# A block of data
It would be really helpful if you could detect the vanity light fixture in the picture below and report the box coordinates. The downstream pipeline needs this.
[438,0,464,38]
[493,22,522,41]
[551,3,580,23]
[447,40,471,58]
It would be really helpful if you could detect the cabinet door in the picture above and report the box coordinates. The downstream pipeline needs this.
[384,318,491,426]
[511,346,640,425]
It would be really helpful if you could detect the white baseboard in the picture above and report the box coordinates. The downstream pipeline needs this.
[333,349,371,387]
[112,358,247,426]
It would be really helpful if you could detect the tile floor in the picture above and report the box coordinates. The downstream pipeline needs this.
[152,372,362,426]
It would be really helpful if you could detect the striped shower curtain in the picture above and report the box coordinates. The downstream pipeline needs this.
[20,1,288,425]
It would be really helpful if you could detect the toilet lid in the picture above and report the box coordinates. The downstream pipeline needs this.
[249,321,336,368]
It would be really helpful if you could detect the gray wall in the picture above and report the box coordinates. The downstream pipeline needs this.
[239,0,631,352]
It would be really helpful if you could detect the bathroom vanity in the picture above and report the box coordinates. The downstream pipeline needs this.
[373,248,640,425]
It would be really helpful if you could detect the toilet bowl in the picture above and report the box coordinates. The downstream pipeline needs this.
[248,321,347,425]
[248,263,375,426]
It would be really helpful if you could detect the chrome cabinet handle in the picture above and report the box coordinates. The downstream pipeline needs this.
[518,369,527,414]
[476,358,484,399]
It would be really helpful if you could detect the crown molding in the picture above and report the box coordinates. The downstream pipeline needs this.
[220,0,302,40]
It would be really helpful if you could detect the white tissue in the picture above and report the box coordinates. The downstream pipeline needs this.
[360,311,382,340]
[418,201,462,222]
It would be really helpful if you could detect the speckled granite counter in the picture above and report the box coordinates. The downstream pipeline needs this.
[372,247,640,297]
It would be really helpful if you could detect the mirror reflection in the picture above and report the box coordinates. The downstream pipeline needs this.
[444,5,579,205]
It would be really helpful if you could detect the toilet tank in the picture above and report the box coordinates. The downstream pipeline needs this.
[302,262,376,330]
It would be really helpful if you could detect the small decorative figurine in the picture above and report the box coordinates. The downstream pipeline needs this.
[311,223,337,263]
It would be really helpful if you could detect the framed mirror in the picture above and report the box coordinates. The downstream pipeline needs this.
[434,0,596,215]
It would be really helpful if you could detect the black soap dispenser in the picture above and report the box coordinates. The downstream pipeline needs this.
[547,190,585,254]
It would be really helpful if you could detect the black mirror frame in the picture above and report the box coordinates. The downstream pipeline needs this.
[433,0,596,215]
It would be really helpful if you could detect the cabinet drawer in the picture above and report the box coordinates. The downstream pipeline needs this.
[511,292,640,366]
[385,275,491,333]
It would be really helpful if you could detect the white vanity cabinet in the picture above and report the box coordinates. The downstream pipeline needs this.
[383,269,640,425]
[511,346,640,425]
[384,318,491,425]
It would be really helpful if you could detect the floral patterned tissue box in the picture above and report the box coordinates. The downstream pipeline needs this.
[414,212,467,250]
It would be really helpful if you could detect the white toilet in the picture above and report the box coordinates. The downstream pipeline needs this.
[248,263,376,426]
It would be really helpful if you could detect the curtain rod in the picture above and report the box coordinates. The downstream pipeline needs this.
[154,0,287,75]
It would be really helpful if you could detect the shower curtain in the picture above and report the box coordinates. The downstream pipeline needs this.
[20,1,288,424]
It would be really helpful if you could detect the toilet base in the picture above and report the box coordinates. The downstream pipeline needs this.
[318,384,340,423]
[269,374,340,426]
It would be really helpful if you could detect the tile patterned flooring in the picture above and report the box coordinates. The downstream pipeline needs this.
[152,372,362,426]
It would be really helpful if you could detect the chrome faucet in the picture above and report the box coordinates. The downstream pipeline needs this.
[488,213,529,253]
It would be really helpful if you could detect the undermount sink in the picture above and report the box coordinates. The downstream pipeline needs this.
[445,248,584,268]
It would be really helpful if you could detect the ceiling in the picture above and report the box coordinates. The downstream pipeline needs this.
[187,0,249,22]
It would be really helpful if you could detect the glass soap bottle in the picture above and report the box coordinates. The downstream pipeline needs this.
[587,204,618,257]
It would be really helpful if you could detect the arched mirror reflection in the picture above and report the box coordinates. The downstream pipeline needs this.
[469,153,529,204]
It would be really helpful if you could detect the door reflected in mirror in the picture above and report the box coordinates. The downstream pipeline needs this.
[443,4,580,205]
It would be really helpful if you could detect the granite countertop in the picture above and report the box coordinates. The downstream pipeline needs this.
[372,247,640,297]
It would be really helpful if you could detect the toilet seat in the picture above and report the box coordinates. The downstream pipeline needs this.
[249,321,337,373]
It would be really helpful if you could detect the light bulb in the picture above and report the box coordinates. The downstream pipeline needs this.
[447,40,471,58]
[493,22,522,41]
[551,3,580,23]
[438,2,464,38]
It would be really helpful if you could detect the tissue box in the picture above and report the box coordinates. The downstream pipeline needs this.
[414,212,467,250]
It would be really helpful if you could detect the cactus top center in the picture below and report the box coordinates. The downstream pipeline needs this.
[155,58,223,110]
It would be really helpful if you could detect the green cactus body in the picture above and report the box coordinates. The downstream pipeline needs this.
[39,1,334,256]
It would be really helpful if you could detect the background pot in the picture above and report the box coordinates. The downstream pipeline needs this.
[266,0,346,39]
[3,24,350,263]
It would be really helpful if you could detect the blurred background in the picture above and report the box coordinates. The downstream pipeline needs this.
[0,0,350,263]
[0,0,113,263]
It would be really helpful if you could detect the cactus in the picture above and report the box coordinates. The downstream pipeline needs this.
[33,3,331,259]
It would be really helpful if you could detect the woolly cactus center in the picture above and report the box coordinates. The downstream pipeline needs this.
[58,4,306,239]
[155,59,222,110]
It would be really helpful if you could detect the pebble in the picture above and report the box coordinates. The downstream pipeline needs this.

# Goal of the exercise
Can you render the records from the line with "the cactus in" up to and including the line with "[155,59,222,110]" as a two-column CSV? Use the headers text and answer, give one row per record, put each value in a single quoted field, and turn any line breaks into spaces.

# Task response
text,answer
"It would be really helpful if you could detect the cactus in the picture above and report the box coordinates. The downstream pipeline needs this.","[33,3,331,259]"
"It would be really helpful if you could detect the woolly cactus center in the picture above and report the box coordinates. The downstream pipeline needs this.","[58,4,306,239] [155,59,222,110]"